## LISTED ENTRIES
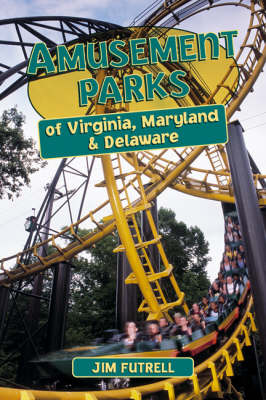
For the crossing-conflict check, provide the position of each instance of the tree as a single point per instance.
(93, 293)
(19, 157)
(187, 250)
(93, 286)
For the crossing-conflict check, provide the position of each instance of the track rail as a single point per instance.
(216, 368)
(162, 172)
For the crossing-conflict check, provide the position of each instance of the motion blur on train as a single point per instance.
(208, 325)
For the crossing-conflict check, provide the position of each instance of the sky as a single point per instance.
(193, 211)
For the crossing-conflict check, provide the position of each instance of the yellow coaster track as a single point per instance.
(124, 178)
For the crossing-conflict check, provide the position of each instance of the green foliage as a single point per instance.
(187, 250)
(19, 157)
(93, 291)
(93, 286)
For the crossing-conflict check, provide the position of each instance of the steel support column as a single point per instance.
(148, 235)
(251, 223)
(4, 299)
(126, 295)
(58, 307)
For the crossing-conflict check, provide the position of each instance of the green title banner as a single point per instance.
(132, 131)
(83, 367)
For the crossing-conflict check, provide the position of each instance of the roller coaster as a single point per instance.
(127, 184)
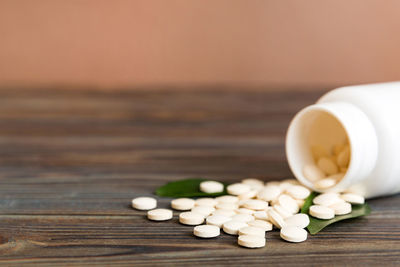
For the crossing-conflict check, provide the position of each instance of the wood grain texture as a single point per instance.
(70, 162)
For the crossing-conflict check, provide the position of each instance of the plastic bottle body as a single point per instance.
(368, 117)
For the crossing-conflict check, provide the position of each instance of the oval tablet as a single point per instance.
(250, 194)
(227, 199)
(159, 214)
(251, 241)
(313, 173)
(217, 220)
(327, 165)
(253, 182)
(191, 218)
(353, 198)
(325, 183)
(238, 189)
(327, 199)
(321, 212)
(299, 220)
(282, 211)
(298, 192)
(226, 213)
(182, 203)
(211, 202)
(252, 230)
(243, 218)
(144, 203)
(261, 215)
(211, 187)
(270, 192)
(245, 211)
(233, 227)
(203, 210)
(255, 204)
(206, 231)
(276, 219)
(341, 208)
(293, 234)
(226, 206)
(288, 203)
(267, 226)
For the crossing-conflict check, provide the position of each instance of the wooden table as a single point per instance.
(71, 161)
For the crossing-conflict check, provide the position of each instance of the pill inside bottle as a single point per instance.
(322, 151)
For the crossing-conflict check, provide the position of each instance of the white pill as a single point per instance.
(206, 231)
(243, 218)
(325, 183)
(276, 219)
(253, 182)
(233, 227)
(261, 215)
(319, 151)
(282, 211)
(269, 193)
(251, 194)
(227, 199)
(353, 198)
(203, 210)
(191, 218)
(300, 202)
(226, 206)
(299, 220)
(343, 158)
(182, 204)
(283, 186)
(255, 204)
(144, 203)
(298, 192)
(293, 234)
(238, 189)
(217, 220)
(251, 241)
(226, 213)
(291, 181)
(252, 230)
(321, 212)
(288, 203)
(211, 202)
(337, 176)
(327, 165)
(267, 226)
(327, 199)
(274, 183)
(159, 214)
(211, 187)
(313, 173)
(341, 208)
(245, 211)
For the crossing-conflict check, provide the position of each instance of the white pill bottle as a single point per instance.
(367, 117)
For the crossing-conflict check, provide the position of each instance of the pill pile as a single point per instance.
(251, 209)
(329, 167)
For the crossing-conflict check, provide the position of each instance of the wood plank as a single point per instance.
(71, 161)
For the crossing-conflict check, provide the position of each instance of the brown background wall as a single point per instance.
(137, 43)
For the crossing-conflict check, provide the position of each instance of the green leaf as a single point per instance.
(186, 188)
(308, 202)
(317, 225)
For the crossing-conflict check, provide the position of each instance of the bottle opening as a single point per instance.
(318, 148)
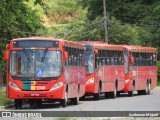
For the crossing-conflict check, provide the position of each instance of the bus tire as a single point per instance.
(149, 88)
(82, 98)
(107, 94)
(76, 99)
(65, 100)
(18, 103)
(97, 95)
(145, 92)
(114, 93)
(130, 93)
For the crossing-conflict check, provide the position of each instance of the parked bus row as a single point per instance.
(40, 69)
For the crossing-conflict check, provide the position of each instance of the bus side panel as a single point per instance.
(120, 77)
(81, 78)
(109, 78)
(75, 76)
(144, 74)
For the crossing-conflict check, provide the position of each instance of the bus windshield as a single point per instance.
(35, 64)
(89, 63)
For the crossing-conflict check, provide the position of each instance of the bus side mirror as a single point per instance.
(65, 55)
(132, 59)
(6, 55)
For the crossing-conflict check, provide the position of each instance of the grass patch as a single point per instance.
(4, 100)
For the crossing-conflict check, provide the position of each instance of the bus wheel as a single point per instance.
(114, 93)
(18, 104)
(140, 92)
(82, 98)
(97, 95)
(149, 88)
(38, 103)
(130, 93)
(76, 99)
(145, 92)
(65, 100)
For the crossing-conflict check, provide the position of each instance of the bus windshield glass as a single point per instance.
(35, 64)
(89, 63)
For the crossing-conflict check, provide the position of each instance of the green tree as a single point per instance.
(17, 20)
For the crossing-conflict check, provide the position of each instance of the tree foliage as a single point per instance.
(17, 20)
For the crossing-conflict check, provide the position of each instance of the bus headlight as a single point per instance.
(58, 85)
(91, 80)
(14, 86)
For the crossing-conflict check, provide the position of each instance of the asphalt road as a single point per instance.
(123, 103)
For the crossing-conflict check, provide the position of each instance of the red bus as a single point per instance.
(104, 69)
(40, 69)
(140, 69)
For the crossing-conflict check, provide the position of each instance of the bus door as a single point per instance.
(126, 65)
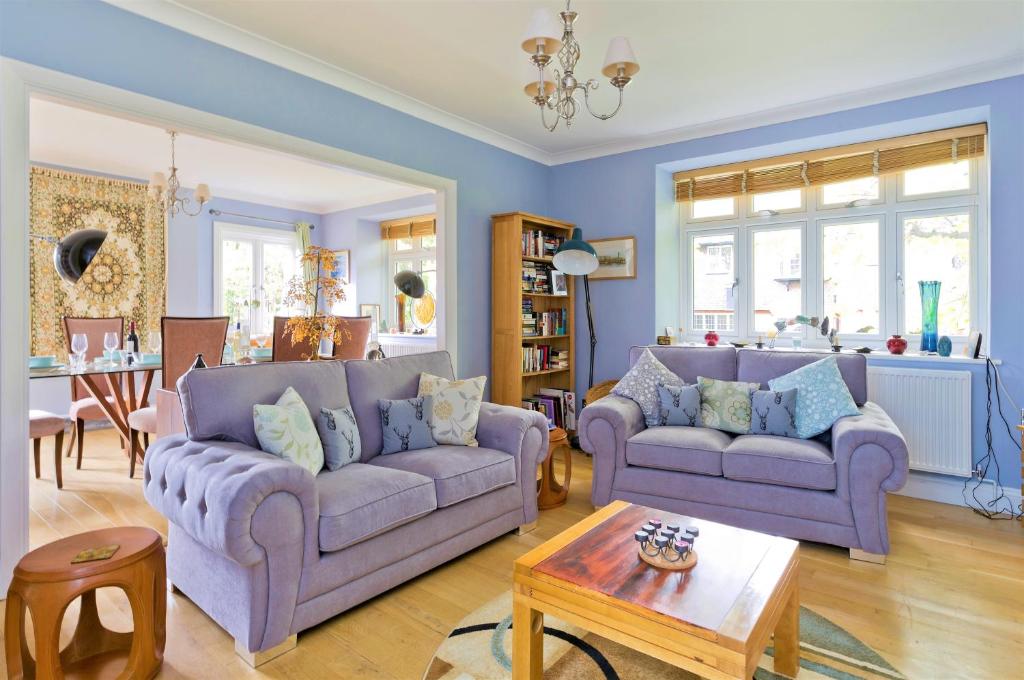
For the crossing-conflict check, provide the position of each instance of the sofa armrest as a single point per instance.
(214, 490)
(605, 425)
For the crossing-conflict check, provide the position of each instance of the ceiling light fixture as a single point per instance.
(559, 94)
(165, 189)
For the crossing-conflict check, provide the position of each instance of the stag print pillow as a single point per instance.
(406, 424)
(286, 429)
(679, 405)
(774, 412)
(340, 436)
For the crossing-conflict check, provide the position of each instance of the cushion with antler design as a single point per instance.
(406, 424)
(774, 412)
(339, 435)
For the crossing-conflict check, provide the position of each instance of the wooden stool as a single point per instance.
(43, 424)
(549, 493)
(46, 582)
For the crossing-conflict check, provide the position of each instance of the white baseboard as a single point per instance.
(950, 490)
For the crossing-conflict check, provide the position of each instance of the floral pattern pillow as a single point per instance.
(286, 429)
(822, 396)
(457, 408)
(726, 406)
(640, 384)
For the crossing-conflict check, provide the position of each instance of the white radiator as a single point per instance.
(932, 409)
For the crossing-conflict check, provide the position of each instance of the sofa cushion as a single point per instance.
(784, 461)
(695, 450)
(360, 501)
(458, 472)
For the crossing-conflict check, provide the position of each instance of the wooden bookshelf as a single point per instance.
(509, 383)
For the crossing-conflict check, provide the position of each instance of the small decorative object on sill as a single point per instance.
(930, 291)
(944, 346)
(896, 344)
(668, 548)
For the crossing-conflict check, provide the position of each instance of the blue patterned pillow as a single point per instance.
(774, 413)
(406, 424)
(822, 397)
(679, 405)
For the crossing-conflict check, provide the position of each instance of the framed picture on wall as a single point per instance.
(616, 258)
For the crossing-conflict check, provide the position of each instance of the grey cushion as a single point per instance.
(458, 472)
(801, 463)
(360, 501)
(774, 412)
(674, 448)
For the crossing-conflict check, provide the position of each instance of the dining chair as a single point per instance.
(181, 339)
(84, 407)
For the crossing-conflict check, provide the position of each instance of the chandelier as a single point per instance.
(544, 39)
(165, 189)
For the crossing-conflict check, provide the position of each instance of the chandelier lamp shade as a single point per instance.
(167, 189)
(559, 91)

## GOAL OF THE EXERCISE
All of the material above should be set down again exactly, though not its pictures.

## SOLVED PROBLEM
For the crossing-conflict check, provide the position of each instance of the tree as a single point per instance.
(93, 293)
(19, 157)
(187, 250)
(93, 286)
For the crossing-conflict check, provide the position of each instance of the track rail as a single point per instance.
(216, 368)
(162, 172)
For the crossing-conflict check, provide the position of each instance of the motion blur on train as a single point per instance.
(208, 325)
For the crossing-conflict check, provide the position of each instance of the sky as a single point per instance.
(193, 211)
For the crossing-conflict check, provide the position of each instance of the yellow coaster track as a single point per instance.
(124, 178)
For the crossing-conflict check, provide the position of each instance of the green foliage as a single point per instance.
(187, 250)
(19, 157)
(93, 291)
(93, 286)
For the crossing-conflict check, provide the position of each instance of the steel support column as a single point per instance.
(148, 235)
(251, 223)
(4, 299)
(126, 295)
(58, 307)
For the crossing-conflict check, provide the position of each instance of the green title banner as a single point per instance.
(132, 131)
(83, 367)
For the crossing-conflict check, provide the position of each instance of the roller coaster as a single point per instance.
(127, 184)
For the crossing-conflict check, provide the position of each instance of the wood grain texture as a single point per instance.
(70, 162)
For the crossing-conflict check, provide the position of each instance of the plastic bottle body as a single point per instance.
(368, 117)
For the crossing-conflict check, provide the position of each instance of the oval tablet as a single point per instance.
(250, 194)
(227, 199)
(159, 214)
(251, 241)
(313, 173)
(217, 220)
(327, 165)
(253, 182)
(191, 218)
(353, 198)
(325, 183)
(238, 189)
(327, 199)
(321, 212)
(299, 220)
(282, 211)
(298, 192)
(226, 213)
(182, 203)
(211, 202)
(252, 230)
(243, 218)
(144, 203)
(261, 215)
(211, 187)
(270, 192)
(245, 211)
(233, 227)
(203, 210)
(255, 204)
(206, 231)
(276, 219)
(341, 208)
(293, 234)
(226, 206)
(288, 203)
(267, 226)
For the crossing-conflict check, provide the position of each instance of the wooden table as a single point per instance.
(71, 161)
For the crossing-conflict check, provide the position of each instance of the pill inside bottle as a single point per instance.
(322, 151)
For the crossing-conflict check, provide the position of each instance of the white pill as a single point per instance.
(206, 231)
(243, 218)
(325, 183)
(276, 219)
(253, 182)
(233, 227)
(261, 215)
(319, 151)
(282, 211)
(269, 193)
(251, 194)
(227, 199)
(353, 198)
(203, 210)
(191, 218)
(300, 202)
(226, 206)
(299, 220)
(343, 158)
(182, 204)
(283, 186)
(255, 204)
(144, 203)
(298, 192)
(293, 234)
(238, 189)
(217, 220)
(251, 241)
(226, 213)
(291, 181)
(252, 230)
(321, 212)
(288, 203)
(211, 202)
(337, 176)
(327, 165)
(267, 226)
(327, 199)
(274, 183)
(159, 214)
(211, 187)
(313, 173)
(341, 208)
(245, 211)
For the crossing-conflict check, provide the position of each instance of the white pill bottle as a single point per instance.
(367, 117)
For the crossing-conflict check, provide the position of each instance of the pill pile as a single point per instance.
(251, 209)
(329, 167)
For the crossing-conflict check, provide the position of each instance of the wood plank as a single point per instance.
(71, 161)
For the crossing-conflict check, provide the position of each instance of the brown background wall as a single point per instance.
(137, 43)
For the crossing-conflict check, provide the position of each instance of the green leaf as a single point per instance.
(186, 188)
(308, 202)
(317, 225)
For the crossing-conflict check, provide the position of each instance of the bottle opening as a single point per instance.
(318, 148)
For the crossing-conflict check, provide the position of each instance of the bus tire as a single point per instance.
(149, 88)
(82, 98)
(107, 94)
(76, 99)
(65, 100)
(18, 103)
(97, 95)
(145, 92)
(114, 93)
(130, 93)
For the crossing-conflict check, provide the position of each instance of the parked bus row as a single point per instance.
(40, 69)
For the crossing-conflict check, provide the position of each instance of the bus side panel as a single point per instance.
(120, 77)
(81, 78)
(109, 78)
(75, 76)
(144, 74)
For the crossing-conflict check, provide the position of each instance of the bus windshield as a single point per instance.
(35, 64)
(89, 63)
For the crossing-conflict check, provide the position of each instance of the bus side mirror as a single point per instance.
(65, 55)
(132, 59)
(6, 55)
For the crossing-conflict check, provide the position of each instance of the grass patch as a single point per instance.
(4, 100)
For the crossing-conflict check, provide the position of each instance of the bus wheel as a single point per instance.
(114, 93)
(18, 104)
(140, 92)
(82, 98)
(97, 95)
(149, 88)
(38, 103)
(130, 93)
(76, 99)
(145, 92)
(65, 100)
For the crossing-conflict check, provide the position of each instance of the bus windshield glass as a single point per instance.
(35, 64)
(89, 63)
For the crossing-conflict check, provide the position of each instance of the green tree as a single point per instance.
(17, 20)
For the crossing-conflict check, provide the position of each instance of the tree foliage as a single point per instance.
(17, 20)
For the crossing-conflict check, provide the position of each instance of the bus headlight as a single point per instance.
(58, 85)
(91, 80)
(14, 86)
For the crossing-conflict check, provide the position of each instance of the asphalt road as a single point per instance.
(123, 103)
For the crossing-conflict check, provide the position of each instance of the red bus as a single point per instance.
(104, 69)
(40, 69)
(140, 69)
For the crossing-conflict check, provide the position of each instance of the bus door as a single point per instance.
(126, 65)
For the crossing-conflict check, provide the position of each instance of the sofa armrest as a single point per instance.
(214, 490)
(605, 425)
For the crossing-conflict check, provide the position of each instance of the ceiling light fixture as a single point per instance.
(559, 94)
(165, 189)
For the crossing-conflict check, provide the position of each instance of the stag print pillow as a single point per instance.
(406, 424)
(286, 429)
(679, 405)
(774, 412)
(340, 436)
For the crossing-conflict check, provide the position of each instance of the cushion with antler design as a single point per instance.
(406, 424)
(774, 412)
(339, 435)
For the crossing-conflict check, provide the position of each instance of the wooden stool as a single point per instance.
(43, 424)
(549, 493)
(46, 582)
For the crossing-conflict check, provide the position of each instance of the white baseboard as a single point per instance.
(950, 490)
For the crossing-conflict check, provide the position of each instance of the floral pattern pillow as a single point per instance.
(286, 429)
(822, 396)
(457, 408)
(726, 406)
(640, 384)
For the crossing-conflict check, provide the position of each instance of the white radiator as a single point per instance.
(932, 409)
For the crossing-conflict check, provide the position of each instance of the sofa cushion as a single point per instance.
(784, 461)
(695, 450)
(360, 501)
(458, 472)
For the crossing-conflict check, provide the position of each instance of the wooden bookshelf as a single point per instance.
(509, 383)
For the crossing-conflict check, provide the position of each instance of the small decorative object on sill as a single point per instance.
(930, 291)
(944, 346)
(896, 344)
(668, 548)
For the crossing-conflict check, provide the position of each instance of the blue patterned pillow as a single point per instance.
(774, 413)
(406, 424)
(822, 397)
(679, 405)
For the crossing-conflict check, provide the position of each instance of the framed picture on wall as a single point per instance.
(616, 258)
For the crossing-conflict check, provide the position of each instance of the grey cushion as a single point per instance.
(458, 472)
(801, 463)
(360, 501)
(774, 412)
(674, 448)
For the crossing-conflict check, provide the position of each instance of the dining chair as a single point per instance.
(181, 339)
(84, 407)
For the crossing-conflict check, provide the position of each instance of the chandelier as a single point per instance.
(544, 39)
(165, 189)
For the crossing-conflict check, provide the position of each instance of the chandelier lamp shade as a single point per instance.
(167, 189)
(559, 91)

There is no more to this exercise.